Can you retype only the lines from the one with "Pick out each instance of the base" through the final line of the material, exactly as given?

══ DATA RECORDS

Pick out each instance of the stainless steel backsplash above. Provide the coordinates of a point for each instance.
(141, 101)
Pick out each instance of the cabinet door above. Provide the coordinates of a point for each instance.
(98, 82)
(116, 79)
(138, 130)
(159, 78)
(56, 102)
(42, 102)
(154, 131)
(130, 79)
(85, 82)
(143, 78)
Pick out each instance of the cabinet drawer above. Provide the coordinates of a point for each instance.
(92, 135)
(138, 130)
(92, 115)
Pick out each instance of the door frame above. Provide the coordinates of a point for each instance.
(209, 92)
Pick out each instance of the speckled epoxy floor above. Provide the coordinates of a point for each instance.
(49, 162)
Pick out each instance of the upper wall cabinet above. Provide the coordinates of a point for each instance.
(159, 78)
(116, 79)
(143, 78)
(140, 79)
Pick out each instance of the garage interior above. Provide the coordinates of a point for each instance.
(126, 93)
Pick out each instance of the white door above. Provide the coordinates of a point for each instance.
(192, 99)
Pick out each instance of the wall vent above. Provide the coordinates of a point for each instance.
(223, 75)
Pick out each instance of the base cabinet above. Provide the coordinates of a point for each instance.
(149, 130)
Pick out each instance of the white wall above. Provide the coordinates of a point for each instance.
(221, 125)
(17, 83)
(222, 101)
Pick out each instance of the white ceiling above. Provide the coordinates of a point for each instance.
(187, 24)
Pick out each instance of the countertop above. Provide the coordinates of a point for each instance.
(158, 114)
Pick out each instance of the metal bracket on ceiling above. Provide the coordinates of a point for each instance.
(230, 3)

════

| ANSWER TO THE PROBLEM |
Pick out each instance of the base cabinet above. Provide the coordinates of a point for each instance.
(149, 130)
Pick out each instance of the white wall above. Provide the coordinates of a point for each instance.
(221, 125)
(17, 83)
(222, 101)
Pick out each instance of the white ceiling above. Provide the coordinates of a point for each instance.
(187, 24)
Pick out each instance of the countertop above. Provide the coordinates of a point for each instance.
(158, 114)
Pick out each instance of the metal bracket on ceiling above. Provide the coordinates of a point for each instance.
(230, 3)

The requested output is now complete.